-- Selected passage follows --
Growers in states that have legalized recreational or medical cannabis are facing at least at least one key challenge: More than 90% of what they grow is considered refuse or plant waste, for which disposal is expensive.
This dual situation has created a burgeoning industry to explore new methods for using the whole hemp plant and more sustainable ways to extract value from its stalk and hurd, the woody inner part of the stalk.
Charles Cai, a Research Engineer and Adjunct Professor at University of California, Riverside’s College of Engineering Center for Environmental Research and Technology, has developed and patented an improved pulping method that uses a naturally derived solvent, creates no toxic waste, emits no carbon dioxide, and converts nearly 100% of the hemp plant into usable components, such as cellulose fiber for use in textiles and construction, resinous lignin for use in bioplastics, sugars for use as sweeteners, and extractives for use in wellness products.
-- Selected passage concluded --
-- Provided information follows --
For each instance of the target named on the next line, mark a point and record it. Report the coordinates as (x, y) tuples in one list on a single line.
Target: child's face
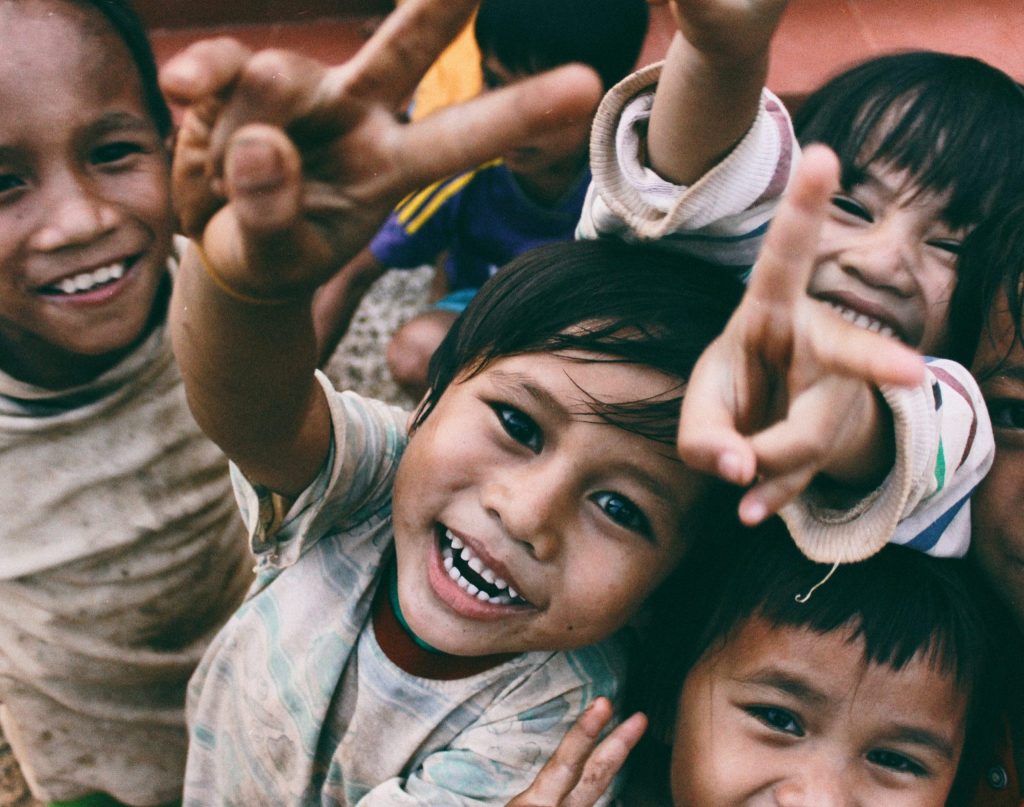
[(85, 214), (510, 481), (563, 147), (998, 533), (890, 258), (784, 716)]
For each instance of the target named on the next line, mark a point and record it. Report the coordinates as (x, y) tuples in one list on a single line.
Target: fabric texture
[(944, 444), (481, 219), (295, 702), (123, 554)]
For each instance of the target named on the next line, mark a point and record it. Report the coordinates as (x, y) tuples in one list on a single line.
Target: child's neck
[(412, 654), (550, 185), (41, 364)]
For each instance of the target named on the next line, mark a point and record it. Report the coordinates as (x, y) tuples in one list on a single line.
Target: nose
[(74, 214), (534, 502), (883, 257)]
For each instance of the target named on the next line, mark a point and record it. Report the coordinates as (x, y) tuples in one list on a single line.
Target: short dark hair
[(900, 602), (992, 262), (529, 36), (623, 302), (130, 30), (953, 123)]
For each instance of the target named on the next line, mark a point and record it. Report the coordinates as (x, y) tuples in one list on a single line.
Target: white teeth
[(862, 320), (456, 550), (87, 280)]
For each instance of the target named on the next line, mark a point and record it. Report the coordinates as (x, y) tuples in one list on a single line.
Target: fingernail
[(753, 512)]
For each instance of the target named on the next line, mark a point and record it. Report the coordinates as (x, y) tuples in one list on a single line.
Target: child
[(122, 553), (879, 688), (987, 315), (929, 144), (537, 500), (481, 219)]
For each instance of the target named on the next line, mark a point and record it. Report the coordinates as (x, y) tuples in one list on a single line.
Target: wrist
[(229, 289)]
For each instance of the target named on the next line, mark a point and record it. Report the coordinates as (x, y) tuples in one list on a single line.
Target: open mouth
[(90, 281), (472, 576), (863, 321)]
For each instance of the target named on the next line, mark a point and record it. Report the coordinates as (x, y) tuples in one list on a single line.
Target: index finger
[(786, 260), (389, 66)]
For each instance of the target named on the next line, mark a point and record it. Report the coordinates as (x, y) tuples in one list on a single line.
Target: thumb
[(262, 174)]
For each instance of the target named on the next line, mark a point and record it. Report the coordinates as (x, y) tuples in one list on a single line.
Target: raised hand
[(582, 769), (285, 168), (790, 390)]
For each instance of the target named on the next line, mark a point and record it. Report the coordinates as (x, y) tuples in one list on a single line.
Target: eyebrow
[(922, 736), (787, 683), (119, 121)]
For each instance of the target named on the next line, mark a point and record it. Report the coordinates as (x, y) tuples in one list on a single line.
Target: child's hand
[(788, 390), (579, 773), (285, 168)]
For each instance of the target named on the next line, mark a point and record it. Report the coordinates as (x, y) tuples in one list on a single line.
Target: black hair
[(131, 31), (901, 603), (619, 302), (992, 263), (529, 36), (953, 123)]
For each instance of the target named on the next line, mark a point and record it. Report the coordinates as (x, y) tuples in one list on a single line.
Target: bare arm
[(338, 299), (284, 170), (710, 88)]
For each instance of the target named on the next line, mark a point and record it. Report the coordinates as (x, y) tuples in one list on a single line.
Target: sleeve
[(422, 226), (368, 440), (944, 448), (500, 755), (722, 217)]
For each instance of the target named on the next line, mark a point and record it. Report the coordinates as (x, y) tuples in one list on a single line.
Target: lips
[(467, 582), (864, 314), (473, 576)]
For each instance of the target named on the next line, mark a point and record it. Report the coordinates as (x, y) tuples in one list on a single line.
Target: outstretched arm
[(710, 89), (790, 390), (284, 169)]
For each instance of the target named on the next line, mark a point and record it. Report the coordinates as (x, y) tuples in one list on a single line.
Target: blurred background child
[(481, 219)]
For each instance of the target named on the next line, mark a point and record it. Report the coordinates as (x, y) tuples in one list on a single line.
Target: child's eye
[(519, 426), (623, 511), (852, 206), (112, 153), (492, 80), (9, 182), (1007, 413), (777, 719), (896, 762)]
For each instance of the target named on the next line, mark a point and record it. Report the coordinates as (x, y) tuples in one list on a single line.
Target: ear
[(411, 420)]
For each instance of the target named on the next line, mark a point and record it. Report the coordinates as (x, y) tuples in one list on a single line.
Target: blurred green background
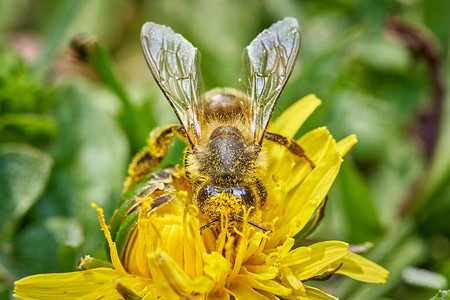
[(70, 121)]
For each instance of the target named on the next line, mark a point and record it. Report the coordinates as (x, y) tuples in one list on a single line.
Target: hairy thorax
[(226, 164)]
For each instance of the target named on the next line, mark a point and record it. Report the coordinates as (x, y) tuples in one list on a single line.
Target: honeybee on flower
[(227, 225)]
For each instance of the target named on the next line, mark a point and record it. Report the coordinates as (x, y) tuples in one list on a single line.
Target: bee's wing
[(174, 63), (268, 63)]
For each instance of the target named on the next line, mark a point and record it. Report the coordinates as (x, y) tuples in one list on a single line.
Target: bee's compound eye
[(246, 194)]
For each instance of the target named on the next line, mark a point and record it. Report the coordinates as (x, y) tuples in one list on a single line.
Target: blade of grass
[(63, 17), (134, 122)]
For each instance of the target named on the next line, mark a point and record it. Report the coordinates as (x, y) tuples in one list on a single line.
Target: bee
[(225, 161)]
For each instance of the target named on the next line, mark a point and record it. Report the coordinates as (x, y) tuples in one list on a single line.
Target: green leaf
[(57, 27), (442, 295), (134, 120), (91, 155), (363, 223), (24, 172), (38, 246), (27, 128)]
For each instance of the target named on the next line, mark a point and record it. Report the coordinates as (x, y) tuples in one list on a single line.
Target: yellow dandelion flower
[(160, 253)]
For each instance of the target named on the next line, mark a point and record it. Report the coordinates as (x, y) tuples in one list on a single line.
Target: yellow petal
-- Provided information concluded --
• Requirement:
Extend the passage about turning hemp plant waste into usable products, beginning right after its final sentence.

• Response area:
The method, called Co-solvent Enhanced Lignocellulosic Fractionation, or CELF, uses a renewable and highly recyclable solvent to perform pulping under mild conditions, saving process energy while generating zero harmful emissions. The only waste is a small amount of mineral ash that is filtered out of the process and can be used as a soil amendment. CELF was originally conceived to help convert plant waste into biofuels. However, its effectiveness at deconstructing plant matter makes it a Swiss Army knife for all plant processing. Its scientific merit was recently proven by one of the world’s fastest supercomputers.
Now, Cai is working with a team of undergraduate students to commercialize the hemp-processing technology through funding from the EPA’s People, Prosperity and the Planet Program, or EPA P3. Last year, the team demonstrated proof of concept for using the CELF pulping method, using it to make an improved type of hempcrete, a concrete-like, carbon sequestering building material made from hemp fibers.